> Your instructions
Render the entries from the very start up to and including the line with "[157,70,172,86]" as a Markdown table with two columns, Row and Line. Number each row, put the line's text beside it, and leave out blank lines.
-- Start Record list --
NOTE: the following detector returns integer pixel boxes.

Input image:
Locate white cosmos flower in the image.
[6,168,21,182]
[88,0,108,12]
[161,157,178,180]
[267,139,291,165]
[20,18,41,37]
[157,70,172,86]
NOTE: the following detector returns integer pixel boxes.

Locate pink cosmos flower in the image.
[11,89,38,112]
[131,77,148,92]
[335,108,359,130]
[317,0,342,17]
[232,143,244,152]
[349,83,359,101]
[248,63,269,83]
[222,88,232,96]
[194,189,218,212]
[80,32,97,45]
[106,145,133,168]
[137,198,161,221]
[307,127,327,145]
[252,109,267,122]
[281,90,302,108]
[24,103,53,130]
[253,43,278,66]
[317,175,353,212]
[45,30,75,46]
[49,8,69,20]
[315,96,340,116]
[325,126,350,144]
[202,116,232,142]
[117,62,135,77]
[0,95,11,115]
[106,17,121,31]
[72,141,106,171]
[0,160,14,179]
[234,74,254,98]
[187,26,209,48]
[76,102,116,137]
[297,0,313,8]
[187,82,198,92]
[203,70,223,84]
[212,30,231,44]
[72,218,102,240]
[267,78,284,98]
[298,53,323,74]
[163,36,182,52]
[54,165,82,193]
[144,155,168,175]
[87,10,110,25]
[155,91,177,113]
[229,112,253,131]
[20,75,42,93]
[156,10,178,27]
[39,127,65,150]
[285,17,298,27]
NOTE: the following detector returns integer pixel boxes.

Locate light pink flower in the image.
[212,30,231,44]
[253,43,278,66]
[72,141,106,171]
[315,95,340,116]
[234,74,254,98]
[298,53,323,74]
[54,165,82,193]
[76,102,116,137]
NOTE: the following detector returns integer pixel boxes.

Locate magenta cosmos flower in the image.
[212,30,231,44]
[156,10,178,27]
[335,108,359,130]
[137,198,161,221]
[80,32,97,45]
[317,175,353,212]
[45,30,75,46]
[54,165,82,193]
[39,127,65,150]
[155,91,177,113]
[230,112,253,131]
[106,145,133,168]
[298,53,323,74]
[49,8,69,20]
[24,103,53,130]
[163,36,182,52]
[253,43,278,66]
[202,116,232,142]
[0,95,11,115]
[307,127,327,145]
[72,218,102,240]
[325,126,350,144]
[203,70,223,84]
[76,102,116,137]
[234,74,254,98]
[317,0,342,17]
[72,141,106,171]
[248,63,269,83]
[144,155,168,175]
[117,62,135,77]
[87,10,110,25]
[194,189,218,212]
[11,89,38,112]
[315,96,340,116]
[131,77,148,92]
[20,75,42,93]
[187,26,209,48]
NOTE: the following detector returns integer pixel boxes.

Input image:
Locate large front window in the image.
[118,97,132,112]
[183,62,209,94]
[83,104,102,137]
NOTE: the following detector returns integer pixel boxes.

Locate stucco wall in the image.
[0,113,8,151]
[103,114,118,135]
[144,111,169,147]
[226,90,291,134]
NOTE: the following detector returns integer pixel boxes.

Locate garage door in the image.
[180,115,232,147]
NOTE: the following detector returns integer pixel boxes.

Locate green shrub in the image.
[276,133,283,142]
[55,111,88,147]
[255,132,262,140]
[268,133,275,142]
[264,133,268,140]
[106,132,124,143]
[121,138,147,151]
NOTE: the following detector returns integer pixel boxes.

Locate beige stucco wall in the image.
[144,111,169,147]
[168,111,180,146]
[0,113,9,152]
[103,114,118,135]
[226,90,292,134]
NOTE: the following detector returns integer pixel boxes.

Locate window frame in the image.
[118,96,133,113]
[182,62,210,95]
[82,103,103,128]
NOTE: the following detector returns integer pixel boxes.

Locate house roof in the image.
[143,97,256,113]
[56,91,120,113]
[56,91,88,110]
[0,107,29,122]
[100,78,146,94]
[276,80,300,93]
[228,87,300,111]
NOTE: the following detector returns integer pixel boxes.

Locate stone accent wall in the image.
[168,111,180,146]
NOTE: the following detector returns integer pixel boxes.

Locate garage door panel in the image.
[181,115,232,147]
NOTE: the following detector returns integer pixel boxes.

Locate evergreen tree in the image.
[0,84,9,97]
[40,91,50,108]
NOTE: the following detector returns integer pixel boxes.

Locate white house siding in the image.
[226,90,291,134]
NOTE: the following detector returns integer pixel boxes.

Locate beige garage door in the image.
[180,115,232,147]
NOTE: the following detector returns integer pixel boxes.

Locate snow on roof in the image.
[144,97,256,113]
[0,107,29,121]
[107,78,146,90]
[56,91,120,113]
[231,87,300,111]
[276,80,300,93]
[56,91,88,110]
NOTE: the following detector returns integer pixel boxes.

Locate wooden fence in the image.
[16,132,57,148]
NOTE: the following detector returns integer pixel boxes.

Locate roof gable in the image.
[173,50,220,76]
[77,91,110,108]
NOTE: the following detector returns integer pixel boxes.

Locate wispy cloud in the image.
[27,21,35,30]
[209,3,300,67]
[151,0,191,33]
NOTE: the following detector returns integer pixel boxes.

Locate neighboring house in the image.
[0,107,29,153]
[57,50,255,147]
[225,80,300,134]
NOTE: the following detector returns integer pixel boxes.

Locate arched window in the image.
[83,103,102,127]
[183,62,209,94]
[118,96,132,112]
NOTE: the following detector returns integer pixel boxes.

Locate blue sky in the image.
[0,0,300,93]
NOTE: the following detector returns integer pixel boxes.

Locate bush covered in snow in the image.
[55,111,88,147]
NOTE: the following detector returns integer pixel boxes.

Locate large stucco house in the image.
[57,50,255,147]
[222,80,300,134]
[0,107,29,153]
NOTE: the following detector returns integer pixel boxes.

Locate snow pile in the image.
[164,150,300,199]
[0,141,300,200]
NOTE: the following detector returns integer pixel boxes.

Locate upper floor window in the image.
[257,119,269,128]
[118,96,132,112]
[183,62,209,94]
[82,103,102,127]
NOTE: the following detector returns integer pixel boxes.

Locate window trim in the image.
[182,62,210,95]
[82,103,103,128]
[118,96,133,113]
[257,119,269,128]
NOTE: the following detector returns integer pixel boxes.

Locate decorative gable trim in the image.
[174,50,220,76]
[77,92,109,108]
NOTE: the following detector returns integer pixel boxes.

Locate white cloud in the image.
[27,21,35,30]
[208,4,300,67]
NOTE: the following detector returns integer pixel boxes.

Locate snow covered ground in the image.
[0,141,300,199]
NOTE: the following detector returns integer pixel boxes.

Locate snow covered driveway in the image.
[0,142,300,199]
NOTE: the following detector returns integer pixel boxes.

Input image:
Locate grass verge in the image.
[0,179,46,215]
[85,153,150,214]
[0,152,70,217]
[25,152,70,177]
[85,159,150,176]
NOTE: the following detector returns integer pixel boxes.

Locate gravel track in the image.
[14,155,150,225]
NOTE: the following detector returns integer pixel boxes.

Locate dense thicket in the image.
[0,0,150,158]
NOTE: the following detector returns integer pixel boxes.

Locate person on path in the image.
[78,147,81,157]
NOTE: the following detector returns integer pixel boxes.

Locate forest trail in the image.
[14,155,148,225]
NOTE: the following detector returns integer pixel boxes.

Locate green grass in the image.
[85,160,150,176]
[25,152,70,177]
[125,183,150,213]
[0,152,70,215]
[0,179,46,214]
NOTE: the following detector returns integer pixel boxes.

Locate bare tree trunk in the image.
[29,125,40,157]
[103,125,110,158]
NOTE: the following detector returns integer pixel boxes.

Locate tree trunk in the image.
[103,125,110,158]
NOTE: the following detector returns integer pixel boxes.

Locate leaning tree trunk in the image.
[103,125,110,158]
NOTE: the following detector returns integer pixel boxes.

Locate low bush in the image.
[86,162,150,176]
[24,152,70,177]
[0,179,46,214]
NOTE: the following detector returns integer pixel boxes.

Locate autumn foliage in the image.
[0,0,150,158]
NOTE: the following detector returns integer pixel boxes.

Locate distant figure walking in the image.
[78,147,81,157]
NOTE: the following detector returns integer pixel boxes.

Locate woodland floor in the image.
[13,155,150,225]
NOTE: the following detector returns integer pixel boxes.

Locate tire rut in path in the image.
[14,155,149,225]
-- End Record list --
> Solved exercise
| Row | Line |
|---|---|
| 1 | NOTE: the following detector returns integer pixel boxes. |
| 2 | Input image: |
| 3 | Locate white cosmos flower in the image. |
| 4 | [6,168,21,182] |
| 5 | [88,0,108,12] |
| 6 | [161,157,178,180] |
| 7 | [267,139,291,165] |
| 8 | [20,18,41,37] |
| 9 | [157,70,172,86] |